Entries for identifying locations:

/---

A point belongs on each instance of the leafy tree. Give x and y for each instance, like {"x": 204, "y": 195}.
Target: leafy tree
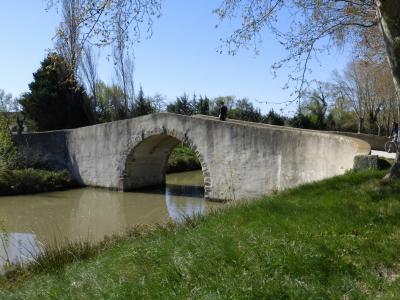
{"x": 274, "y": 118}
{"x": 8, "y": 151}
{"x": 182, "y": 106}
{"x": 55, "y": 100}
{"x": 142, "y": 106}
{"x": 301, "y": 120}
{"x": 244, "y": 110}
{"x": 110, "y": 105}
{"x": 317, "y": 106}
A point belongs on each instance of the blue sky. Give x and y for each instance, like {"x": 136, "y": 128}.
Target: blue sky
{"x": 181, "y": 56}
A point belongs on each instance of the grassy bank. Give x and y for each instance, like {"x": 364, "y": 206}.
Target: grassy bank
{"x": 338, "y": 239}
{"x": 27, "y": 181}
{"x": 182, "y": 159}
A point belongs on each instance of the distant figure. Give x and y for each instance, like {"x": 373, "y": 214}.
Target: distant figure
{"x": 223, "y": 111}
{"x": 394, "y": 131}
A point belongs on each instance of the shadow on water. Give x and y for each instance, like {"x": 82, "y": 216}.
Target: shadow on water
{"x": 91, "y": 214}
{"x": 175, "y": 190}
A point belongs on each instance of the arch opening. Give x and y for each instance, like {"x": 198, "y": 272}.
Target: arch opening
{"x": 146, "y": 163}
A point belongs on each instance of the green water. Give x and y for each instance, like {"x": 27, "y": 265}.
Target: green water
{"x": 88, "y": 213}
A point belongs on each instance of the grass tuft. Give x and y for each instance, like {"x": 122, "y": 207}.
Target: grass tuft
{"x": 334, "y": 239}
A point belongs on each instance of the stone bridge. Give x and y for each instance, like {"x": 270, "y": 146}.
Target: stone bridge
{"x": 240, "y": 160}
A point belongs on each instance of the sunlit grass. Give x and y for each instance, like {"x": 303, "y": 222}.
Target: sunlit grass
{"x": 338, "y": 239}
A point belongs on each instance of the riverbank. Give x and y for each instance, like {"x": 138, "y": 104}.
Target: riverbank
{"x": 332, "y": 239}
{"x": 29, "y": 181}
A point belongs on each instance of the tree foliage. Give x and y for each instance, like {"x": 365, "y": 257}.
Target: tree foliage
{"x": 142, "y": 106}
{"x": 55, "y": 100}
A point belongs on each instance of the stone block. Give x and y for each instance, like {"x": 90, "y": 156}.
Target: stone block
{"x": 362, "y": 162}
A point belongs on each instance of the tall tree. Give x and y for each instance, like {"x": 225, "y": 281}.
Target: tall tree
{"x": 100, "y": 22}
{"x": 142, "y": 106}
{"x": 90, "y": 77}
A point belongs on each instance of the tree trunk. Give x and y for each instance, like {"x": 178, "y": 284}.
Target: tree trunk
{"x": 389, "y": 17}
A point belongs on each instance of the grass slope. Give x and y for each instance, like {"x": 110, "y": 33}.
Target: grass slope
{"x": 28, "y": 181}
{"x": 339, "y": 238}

\---
/---

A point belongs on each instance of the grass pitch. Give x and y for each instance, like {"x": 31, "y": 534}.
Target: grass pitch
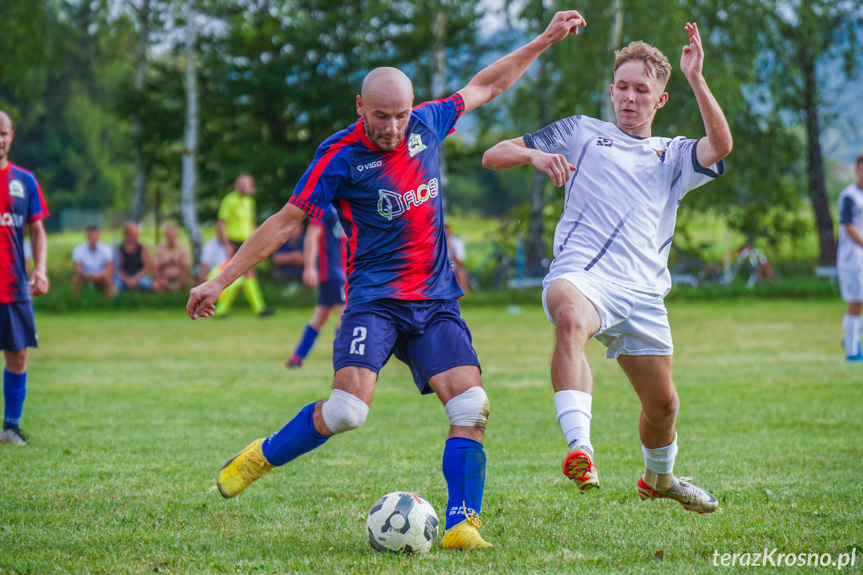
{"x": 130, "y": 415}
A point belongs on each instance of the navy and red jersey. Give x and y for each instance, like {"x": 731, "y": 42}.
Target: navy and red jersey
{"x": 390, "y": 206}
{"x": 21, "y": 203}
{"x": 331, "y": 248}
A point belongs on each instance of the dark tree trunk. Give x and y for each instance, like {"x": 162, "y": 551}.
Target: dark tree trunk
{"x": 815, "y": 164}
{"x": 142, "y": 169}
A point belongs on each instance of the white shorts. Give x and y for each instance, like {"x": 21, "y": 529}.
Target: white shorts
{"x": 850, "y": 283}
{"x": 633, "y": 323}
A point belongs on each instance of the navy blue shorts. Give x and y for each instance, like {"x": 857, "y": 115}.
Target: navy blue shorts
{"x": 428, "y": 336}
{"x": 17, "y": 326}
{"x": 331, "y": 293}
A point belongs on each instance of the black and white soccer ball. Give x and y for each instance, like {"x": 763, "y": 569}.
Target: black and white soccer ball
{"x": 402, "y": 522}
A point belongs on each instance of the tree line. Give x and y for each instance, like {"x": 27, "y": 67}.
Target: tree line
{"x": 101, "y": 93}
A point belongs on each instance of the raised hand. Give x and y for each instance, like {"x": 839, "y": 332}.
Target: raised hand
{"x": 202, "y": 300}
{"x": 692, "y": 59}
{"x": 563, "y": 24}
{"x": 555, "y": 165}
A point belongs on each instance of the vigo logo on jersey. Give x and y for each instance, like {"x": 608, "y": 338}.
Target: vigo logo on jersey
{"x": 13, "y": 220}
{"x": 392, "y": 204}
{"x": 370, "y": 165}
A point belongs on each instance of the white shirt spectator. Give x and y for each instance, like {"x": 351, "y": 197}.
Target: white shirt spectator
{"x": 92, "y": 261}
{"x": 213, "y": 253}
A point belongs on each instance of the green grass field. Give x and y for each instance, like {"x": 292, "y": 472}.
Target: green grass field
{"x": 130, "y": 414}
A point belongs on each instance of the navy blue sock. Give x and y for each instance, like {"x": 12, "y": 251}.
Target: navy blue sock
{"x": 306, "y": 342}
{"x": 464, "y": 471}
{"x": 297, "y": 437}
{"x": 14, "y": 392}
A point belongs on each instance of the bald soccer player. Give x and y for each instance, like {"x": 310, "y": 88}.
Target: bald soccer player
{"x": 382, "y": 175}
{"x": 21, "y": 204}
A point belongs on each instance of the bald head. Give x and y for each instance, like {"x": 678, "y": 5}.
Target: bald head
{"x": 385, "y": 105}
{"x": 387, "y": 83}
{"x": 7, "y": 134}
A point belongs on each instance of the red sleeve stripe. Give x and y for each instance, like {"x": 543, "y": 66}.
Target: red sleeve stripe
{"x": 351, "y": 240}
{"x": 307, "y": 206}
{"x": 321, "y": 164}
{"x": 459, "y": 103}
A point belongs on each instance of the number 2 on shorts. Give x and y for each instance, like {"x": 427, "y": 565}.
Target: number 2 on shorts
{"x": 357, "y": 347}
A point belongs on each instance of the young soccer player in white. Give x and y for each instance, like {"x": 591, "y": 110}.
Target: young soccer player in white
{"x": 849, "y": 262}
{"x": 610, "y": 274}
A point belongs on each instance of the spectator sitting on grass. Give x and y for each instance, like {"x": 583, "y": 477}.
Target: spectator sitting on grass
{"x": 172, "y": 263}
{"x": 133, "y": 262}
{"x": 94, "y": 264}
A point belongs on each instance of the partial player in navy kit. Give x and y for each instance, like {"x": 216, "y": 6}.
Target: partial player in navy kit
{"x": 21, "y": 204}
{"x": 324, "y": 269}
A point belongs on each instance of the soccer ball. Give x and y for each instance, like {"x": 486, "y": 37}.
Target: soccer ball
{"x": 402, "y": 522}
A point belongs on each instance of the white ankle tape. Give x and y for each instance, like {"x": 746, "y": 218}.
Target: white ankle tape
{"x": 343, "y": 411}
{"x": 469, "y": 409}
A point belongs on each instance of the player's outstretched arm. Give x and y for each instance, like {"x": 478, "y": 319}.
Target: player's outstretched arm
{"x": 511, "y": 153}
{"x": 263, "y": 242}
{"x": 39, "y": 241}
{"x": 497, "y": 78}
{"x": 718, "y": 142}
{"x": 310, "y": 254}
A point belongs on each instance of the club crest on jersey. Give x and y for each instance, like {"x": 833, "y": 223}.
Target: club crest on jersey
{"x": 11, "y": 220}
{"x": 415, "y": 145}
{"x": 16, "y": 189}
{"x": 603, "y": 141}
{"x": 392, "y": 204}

\---

* _Stated task_
Report how many lines of the entries contain the string "shorts", matching case exactly, and give only that number.

* _In response_
6